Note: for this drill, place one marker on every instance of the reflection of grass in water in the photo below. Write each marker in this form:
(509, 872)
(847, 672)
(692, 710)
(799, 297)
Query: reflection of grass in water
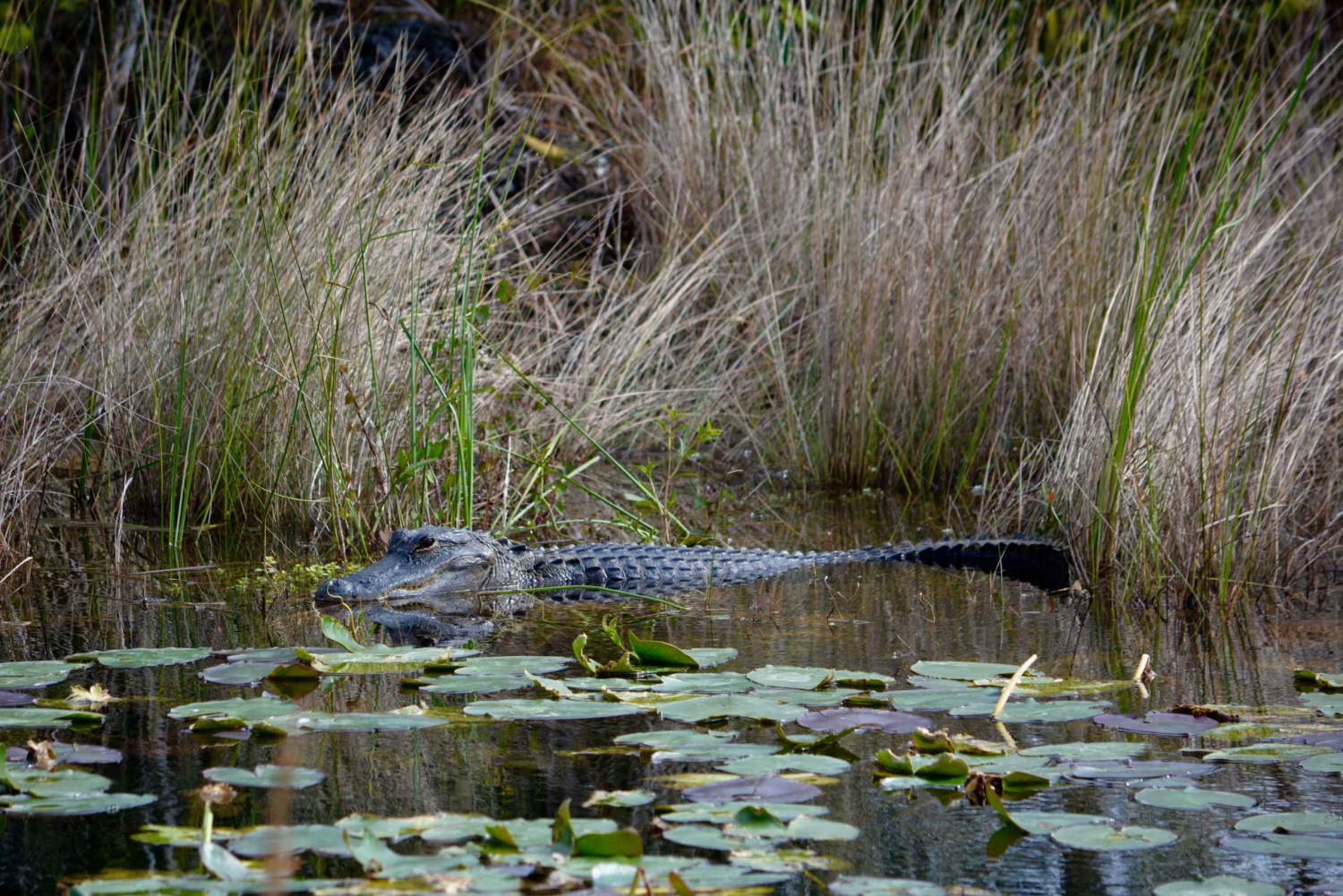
(1079, 271)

Work request: What is needed is a word-for-word copy of the records above, excluding pictures.

Finished task:
Note: for this drill, place one marker on every instance of the reflection of grass in water in the photo below. Write each marker in this form:
(509, 872)
(847, 672)
(692, 710)
(799, 297)
Query: reflection of grass in water
(1079, 271)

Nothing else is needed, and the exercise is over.